Please transcribe the line with "Locate the grass patch" and the lines after it through the end of the listing below, keeping both ends and nothing more.

* * * * * * *

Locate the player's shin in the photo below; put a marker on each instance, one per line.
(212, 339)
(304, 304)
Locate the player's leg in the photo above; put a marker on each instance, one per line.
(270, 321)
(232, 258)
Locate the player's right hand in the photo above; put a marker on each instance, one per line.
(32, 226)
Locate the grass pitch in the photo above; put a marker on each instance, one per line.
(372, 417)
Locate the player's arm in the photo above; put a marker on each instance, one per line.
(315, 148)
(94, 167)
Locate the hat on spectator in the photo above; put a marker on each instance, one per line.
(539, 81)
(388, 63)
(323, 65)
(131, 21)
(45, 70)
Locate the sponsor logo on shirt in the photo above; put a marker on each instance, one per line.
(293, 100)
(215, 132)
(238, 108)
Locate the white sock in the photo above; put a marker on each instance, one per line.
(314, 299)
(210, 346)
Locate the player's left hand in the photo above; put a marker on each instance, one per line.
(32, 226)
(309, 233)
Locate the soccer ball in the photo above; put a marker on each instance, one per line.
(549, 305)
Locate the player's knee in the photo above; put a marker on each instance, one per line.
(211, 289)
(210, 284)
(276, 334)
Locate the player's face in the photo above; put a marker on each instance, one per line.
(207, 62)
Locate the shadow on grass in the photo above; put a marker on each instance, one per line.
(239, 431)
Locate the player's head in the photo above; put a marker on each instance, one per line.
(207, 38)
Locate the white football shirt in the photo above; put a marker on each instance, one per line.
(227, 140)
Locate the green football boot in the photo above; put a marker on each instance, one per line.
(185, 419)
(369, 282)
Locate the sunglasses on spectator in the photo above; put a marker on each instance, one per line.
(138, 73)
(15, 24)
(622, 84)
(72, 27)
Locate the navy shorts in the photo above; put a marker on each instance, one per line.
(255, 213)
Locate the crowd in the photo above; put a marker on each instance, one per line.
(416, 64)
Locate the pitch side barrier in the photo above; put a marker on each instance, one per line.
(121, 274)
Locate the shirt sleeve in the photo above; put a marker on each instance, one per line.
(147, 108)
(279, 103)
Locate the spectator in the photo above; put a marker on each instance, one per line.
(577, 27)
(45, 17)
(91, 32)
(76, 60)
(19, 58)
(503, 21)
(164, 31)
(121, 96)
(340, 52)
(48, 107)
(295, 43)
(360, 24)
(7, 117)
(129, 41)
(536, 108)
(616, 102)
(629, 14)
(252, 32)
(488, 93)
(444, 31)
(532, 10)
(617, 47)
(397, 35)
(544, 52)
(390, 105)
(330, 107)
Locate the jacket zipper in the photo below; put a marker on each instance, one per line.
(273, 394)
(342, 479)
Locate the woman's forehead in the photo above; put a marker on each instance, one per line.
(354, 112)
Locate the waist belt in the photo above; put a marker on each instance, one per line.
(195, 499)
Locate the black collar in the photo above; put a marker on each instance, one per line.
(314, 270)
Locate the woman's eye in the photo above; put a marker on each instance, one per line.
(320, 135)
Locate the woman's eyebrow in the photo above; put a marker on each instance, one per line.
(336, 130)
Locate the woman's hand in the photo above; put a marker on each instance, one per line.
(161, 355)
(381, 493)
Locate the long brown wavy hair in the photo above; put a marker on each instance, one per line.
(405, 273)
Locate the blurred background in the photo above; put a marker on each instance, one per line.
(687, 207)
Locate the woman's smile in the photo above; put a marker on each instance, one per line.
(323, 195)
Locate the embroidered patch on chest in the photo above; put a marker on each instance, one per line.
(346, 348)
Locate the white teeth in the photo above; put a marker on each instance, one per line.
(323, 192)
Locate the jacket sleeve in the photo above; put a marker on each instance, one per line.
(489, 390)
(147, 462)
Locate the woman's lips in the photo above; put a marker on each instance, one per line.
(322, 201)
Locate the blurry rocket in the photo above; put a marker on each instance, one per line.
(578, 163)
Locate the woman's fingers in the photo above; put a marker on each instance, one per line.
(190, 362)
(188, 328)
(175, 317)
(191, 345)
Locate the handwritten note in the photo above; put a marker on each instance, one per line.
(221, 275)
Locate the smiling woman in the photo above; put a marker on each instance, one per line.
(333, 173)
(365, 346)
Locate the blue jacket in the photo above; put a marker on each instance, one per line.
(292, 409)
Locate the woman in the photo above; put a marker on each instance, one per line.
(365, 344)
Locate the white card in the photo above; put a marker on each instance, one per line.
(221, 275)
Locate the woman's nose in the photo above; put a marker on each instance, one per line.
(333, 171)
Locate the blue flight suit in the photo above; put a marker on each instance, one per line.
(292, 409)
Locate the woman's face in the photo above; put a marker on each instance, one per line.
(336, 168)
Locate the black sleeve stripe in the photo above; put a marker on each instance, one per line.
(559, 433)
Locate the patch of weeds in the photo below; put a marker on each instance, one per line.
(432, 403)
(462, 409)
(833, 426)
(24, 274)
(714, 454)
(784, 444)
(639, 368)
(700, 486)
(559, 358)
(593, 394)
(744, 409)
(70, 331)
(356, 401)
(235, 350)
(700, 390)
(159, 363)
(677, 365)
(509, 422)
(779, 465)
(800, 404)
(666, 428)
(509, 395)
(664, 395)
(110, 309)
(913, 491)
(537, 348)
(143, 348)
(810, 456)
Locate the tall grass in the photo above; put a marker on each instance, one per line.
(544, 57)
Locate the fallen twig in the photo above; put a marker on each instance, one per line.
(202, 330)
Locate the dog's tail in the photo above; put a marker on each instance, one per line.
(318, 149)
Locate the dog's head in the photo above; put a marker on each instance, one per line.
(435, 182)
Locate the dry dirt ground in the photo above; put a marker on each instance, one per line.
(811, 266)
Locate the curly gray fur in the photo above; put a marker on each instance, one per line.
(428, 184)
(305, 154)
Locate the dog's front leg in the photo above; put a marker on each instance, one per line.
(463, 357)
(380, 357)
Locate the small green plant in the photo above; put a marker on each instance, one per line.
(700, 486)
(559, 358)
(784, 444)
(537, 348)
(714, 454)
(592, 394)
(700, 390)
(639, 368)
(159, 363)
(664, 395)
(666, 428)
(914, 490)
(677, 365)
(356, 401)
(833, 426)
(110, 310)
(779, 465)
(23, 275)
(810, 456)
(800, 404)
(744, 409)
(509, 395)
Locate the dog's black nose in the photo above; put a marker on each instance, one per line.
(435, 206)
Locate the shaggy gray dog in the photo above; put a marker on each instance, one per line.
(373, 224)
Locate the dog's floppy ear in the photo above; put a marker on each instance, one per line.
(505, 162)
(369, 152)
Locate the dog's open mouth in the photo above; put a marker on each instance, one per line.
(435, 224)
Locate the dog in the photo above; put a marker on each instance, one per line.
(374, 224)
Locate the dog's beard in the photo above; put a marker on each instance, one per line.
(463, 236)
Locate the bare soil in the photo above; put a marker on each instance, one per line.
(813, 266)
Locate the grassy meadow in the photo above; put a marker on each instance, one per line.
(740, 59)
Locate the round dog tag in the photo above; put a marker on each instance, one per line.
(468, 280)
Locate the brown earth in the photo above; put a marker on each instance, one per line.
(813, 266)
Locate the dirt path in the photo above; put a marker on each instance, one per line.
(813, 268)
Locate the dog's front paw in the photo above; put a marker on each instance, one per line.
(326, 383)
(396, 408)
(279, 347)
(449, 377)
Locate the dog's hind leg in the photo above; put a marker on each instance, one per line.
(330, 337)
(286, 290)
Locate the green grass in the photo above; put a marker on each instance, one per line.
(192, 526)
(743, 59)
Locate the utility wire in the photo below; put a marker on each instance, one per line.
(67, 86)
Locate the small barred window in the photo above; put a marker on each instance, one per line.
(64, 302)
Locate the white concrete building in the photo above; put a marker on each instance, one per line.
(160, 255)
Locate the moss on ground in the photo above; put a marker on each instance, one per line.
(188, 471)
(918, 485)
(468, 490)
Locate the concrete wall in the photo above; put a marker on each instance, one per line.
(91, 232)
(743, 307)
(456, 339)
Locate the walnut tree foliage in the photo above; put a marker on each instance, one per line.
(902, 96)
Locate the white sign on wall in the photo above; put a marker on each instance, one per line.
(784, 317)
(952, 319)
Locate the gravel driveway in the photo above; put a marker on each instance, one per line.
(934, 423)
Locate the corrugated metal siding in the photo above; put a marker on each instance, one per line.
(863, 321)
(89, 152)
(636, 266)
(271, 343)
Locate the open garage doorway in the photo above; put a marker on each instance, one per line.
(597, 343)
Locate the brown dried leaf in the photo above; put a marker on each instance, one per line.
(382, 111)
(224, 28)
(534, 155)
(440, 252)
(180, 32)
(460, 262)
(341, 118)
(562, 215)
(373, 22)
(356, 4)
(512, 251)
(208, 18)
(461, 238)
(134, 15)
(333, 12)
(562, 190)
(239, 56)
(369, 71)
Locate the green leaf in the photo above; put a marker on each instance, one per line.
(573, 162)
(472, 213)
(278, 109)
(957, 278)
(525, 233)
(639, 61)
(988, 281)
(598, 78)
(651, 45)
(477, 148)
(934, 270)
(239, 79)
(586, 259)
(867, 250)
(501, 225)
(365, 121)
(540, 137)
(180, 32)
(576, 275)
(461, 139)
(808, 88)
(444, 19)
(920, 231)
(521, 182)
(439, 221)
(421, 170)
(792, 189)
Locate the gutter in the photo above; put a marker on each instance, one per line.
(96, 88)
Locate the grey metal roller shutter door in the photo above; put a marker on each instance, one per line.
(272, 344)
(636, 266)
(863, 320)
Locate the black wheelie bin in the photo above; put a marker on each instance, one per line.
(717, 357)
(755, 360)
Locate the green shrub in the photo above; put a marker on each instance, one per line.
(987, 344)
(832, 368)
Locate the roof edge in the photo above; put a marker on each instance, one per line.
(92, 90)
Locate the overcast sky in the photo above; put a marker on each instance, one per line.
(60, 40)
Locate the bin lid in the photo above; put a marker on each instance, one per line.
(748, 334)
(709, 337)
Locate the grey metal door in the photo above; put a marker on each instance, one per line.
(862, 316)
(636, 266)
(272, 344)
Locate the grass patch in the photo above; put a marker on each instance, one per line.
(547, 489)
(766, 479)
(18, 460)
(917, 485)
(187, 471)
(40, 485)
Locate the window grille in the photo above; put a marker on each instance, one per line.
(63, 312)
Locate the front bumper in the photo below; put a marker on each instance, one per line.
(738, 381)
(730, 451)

* * * * * * *

• Written reply:
Locate the grass patch in the photo above; put a marker on each instance, one per line.
(547, 489)
(766, 479)
(18, 460)
(917, 485)
(187, 471)
(40, 485)
Locate the window grille in the photo above; put a marker on each instance, one per line.
(63, 312)
Locate the front bumper in the photo below; put a marker on each instance, one per line.
(738, 381)
(730, 451)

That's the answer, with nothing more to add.